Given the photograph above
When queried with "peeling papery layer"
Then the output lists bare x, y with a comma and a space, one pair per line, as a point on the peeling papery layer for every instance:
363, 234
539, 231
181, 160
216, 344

■ What this task involves ■
Turn the lines of the entries above into a numbered list, leaving out any blank lines.

■ The output ■
1. Given the photograph above
2. When queried with "peeling papery layer"
3. Then the output lists bare x, y with a comma and a space, one pair per line, as a point on the peeling papery layer for every instance:
4. 363, 234
5. 539, 231
6. 181, 160
7. 216, 344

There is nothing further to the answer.